### Aim:
Count how many lines in the records below contain the string "street", matching case exactly. Reply with the number only.
--- begin Extracted records ---
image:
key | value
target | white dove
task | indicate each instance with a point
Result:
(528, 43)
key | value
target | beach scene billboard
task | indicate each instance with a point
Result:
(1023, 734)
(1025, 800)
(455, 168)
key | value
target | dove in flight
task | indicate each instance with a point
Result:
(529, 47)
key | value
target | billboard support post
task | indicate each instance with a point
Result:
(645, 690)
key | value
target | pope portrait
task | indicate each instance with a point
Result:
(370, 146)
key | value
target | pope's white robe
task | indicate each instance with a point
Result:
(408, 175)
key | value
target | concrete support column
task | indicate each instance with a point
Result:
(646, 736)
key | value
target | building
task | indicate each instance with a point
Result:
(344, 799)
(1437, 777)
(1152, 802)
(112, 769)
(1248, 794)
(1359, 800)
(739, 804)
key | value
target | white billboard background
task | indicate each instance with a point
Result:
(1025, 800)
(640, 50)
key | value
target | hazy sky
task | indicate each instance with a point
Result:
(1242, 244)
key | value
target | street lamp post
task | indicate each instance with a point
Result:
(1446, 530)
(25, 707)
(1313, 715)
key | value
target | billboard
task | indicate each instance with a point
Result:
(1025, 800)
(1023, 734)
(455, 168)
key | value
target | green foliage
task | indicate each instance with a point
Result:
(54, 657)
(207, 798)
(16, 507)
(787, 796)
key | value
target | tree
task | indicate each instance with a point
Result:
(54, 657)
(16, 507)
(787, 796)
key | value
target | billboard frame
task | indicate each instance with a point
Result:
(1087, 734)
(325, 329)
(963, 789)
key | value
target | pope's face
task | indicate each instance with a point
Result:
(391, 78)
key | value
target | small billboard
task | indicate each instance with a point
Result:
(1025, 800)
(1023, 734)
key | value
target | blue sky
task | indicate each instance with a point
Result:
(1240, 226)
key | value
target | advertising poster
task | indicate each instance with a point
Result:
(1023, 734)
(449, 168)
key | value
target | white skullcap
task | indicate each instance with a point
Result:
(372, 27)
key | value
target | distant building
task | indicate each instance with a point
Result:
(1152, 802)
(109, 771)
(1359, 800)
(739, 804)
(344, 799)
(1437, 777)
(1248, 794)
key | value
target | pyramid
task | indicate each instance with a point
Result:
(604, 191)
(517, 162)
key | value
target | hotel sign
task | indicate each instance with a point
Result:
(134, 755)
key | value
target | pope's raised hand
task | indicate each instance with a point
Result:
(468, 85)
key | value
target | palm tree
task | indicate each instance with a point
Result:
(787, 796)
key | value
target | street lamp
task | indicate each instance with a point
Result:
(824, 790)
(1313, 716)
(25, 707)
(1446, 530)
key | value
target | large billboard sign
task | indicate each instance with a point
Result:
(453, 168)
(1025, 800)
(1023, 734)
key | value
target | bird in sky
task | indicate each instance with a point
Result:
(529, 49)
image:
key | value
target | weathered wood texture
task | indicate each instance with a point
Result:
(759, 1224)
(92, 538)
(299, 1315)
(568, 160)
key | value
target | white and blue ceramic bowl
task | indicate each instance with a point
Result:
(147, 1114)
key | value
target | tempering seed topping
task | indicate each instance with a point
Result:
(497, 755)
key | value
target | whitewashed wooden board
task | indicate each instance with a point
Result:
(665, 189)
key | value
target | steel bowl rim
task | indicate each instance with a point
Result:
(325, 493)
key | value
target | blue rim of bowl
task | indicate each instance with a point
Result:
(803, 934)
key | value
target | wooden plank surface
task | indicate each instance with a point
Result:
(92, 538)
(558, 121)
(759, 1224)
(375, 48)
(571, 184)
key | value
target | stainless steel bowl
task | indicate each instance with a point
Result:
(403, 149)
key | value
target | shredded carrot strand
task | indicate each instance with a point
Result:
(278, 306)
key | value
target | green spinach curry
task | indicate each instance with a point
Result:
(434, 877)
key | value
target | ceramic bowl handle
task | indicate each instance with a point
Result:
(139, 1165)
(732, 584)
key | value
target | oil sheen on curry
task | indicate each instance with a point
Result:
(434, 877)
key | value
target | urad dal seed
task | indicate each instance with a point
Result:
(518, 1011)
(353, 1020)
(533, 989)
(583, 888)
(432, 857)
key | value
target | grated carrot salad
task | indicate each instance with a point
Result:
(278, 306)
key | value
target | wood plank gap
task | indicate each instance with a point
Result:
--- end Extracted records ---
--- begin Extracted records ---
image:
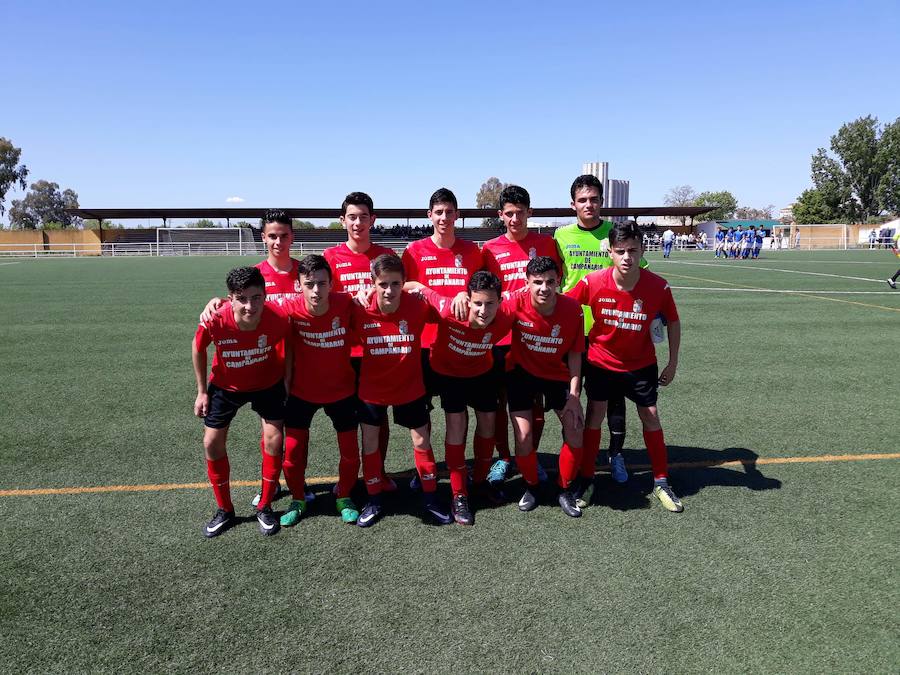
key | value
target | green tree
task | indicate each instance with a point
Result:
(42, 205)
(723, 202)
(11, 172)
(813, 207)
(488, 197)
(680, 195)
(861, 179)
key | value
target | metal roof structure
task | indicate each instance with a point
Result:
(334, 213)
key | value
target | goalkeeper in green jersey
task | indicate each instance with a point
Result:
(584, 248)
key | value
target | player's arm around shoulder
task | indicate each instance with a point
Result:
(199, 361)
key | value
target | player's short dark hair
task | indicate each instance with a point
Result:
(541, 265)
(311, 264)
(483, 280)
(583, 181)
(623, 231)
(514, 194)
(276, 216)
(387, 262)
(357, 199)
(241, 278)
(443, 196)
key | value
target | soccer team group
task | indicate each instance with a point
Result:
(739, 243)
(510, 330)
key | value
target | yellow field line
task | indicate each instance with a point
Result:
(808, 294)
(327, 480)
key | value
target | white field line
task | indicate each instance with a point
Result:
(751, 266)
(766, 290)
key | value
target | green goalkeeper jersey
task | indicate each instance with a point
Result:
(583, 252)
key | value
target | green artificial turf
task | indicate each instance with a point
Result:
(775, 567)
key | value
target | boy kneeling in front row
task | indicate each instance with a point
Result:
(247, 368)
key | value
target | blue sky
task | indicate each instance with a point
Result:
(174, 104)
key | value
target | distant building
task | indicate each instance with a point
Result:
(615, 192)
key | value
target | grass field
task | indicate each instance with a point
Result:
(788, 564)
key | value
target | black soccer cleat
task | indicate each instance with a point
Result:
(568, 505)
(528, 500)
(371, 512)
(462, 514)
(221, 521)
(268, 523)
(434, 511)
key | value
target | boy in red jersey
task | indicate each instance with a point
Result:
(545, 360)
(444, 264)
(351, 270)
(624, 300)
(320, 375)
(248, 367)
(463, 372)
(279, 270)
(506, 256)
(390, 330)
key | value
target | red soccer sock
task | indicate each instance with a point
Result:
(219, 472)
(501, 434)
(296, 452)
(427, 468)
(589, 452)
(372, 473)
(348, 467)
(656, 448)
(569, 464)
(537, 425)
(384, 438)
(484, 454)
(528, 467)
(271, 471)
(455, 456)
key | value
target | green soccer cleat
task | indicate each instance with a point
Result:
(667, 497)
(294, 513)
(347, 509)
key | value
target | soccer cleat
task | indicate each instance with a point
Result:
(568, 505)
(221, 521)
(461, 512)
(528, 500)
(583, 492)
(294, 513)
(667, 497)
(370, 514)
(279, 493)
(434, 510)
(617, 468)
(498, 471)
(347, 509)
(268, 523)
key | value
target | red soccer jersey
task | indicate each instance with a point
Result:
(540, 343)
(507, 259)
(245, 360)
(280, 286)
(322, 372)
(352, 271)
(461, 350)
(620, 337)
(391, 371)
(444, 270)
--- end Extracted records ---
### Result:
2